#### PAGE EXTRACT ####

Archive for March, 2012

From the Archives: It’s More than Dying for Your Country

Wednesday, March 28th, 2012

The right to fight for your country, to enlist, serve, and potentially die, is an oft-cited justification for an 18 year-old drinking age. “If you are old enough to die for your country,” so the maxim goes, “then you are old enough to sit down and buy a beer.” It’s a powerful argument, and a common one at that. But it is only a part of something far greater that is often over-looked when used to rationalize an 18 year-old drinking age argument. There is great injustice in the fact that you can die for a country against your will (to be drafted) that doesn’t grant you with the fullest privileges of adulthood. But in some way I think it means more that you can voluntarily join the military and risk your life, yet still be denied a mug of beer.

It’s about justice. For better or worse, the United States has determined that at age 18 you become an adult. By the widest of definitions, this means that you are now legally responsible for your actions. You can buy and smoke cigarettes even though you know that, with time, they’ll probably give you lung cancer. You may even purchase property, strike binding legal contracts, or go into debt. But most importantly (for the sake of this argument), is the fact that, at 18, you can vote and hold office. 18 is the age of majority, the age at which one finally becomes part of the ruling faction, the democracy’s people. Sure, you can die for your country and not be allowed to buy a beer, and that is a travesty, but it is the over-arching disenfranchisement of responsibility for those who are in all respects legally responsible that is abhorrent.

Critics are quick to point out that 18 is not an Age of Majority, but one age amongst many that together mark the gradual path to adulthood. This argument notes that young adults cannot drink until 21, rent cars until 25, run for the U.S. Senate until they are 30, and run for President until 35. This is evidence of a graduated adulthood. But this argument is simply not sound. First and foremost, rental car companies are not legally kept from renting cars to those under 25, it is a decision made by insurance companies. In fact, some rental companies do rent to those under 25, and higher rates compensate for the potential liability. In short, 25 is not an age of increased adultness.

Neither is 30. Article II Section 3 of the US Constitution mandates that: “No person shall be a Senator who shall not have attained to the age of thirty years.” But strangely enough this clause has not preemptively kept individuals from running for Senate. Indeed, the man who John F. Kennedy called one of the 5 best senators in the history of the Republic, Henry Clay, was first elected to the Senate at age 28. While no one has yet to challenge the legitimacy of the Presidential Age Requirement, it is clear that the Constitutional age requirements are something quite different than graduated adulthood markers. As the lone mentions of age in all of the Constitution and Bill of Rights, the are requirements are more appropriately seen as exceptions to full adulthood, rather than benchmarks of adulthood.

#### PROVIDED DATA ####

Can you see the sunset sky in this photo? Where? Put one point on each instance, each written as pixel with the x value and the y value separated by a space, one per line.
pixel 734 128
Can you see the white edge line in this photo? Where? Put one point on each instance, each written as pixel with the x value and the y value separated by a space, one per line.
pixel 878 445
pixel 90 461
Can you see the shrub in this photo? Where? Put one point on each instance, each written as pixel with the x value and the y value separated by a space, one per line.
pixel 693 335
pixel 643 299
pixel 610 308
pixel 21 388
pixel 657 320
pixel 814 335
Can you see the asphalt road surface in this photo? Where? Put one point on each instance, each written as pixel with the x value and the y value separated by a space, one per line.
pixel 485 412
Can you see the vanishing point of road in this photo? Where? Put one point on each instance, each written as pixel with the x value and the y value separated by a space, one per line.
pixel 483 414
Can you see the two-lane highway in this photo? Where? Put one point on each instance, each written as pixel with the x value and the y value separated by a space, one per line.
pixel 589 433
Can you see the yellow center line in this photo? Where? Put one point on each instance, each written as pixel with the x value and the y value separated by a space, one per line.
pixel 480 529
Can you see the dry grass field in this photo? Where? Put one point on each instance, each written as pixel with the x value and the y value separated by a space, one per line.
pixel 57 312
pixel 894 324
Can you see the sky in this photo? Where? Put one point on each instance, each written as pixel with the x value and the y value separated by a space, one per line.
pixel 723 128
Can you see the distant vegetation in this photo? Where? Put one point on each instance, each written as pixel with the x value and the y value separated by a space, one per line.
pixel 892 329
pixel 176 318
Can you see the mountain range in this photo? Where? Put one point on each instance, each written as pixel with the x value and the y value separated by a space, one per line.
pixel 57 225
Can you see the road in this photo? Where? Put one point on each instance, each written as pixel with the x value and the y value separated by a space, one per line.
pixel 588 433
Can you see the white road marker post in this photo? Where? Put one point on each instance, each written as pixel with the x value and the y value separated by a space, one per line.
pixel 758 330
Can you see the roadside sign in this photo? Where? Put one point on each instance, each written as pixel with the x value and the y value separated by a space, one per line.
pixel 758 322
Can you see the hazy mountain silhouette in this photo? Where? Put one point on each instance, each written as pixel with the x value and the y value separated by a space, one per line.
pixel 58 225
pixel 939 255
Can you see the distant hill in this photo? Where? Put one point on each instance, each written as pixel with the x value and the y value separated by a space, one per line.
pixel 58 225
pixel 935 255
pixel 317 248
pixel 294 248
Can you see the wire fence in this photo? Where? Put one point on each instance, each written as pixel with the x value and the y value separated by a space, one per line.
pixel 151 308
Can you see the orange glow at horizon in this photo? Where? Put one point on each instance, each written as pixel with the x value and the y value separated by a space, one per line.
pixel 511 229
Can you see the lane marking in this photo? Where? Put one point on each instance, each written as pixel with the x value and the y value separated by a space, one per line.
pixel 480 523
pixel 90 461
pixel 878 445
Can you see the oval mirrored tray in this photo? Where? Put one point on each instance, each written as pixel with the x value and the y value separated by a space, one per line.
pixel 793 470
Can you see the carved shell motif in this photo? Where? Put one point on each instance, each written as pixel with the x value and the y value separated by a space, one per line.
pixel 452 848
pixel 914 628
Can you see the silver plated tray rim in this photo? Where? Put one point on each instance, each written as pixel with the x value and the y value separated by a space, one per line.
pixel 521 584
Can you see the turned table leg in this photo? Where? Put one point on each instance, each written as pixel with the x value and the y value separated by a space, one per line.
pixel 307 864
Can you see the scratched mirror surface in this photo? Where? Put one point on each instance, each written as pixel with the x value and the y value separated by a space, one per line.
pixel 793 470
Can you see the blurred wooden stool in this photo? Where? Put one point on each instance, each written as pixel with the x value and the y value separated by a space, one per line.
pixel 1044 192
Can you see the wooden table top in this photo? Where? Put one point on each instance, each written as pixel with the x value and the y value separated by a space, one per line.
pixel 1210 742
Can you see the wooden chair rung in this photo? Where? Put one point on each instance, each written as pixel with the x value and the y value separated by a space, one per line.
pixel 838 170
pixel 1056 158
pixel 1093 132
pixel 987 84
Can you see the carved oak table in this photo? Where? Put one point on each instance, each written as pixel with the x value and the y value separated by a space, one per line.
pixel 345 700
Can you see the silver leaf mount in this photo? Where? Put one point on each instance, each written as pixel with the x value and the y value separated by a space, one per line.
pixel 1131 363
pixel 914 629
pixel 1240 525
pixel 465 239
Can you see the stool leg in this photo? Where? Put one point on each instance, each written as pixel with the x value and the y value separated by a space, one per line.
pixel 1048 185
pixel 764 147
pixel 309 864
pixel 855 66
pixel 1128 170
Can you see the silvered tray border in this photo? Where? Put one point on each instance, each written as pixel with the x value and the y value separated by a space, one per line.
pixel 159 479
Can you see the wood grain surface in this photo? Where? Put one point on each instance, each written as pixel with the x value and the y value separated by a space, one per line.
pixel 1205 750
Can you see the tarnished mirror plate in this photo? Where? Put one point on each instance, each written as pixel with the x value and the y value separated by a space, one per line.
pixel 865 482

####

#### WORK INSTRUCTIONS:
Copy out the passage of the drinking-age article above, starting at "Wednesday, March 28th, 2012" and ending at "mug of beer.".

#### OUTPUT FOR THIS EXERCISE:
Wednesday, March 28th, 2012

The right to fight for your country, to enlist, serve, and potentially die, is an oft-cited justification for an 18 year-old drinking age. “If you are old enough to die for your country,” so the maxim goes, “then you are old enough to sit down and buy a beer.” It’s a powerful argument, and a common one at that. But it is only a part of something far greater that is often over-looked when used to rationalize an 18 year-old drinking age argument. There is great injustice in the fact that you can die for a country against your will (to be drafted) that doesn’t grant you with the fullest privileges of adulthood. But in some way I think it means more that you can voluntarily join the military and risk your life, yet still be denied a mug of beer.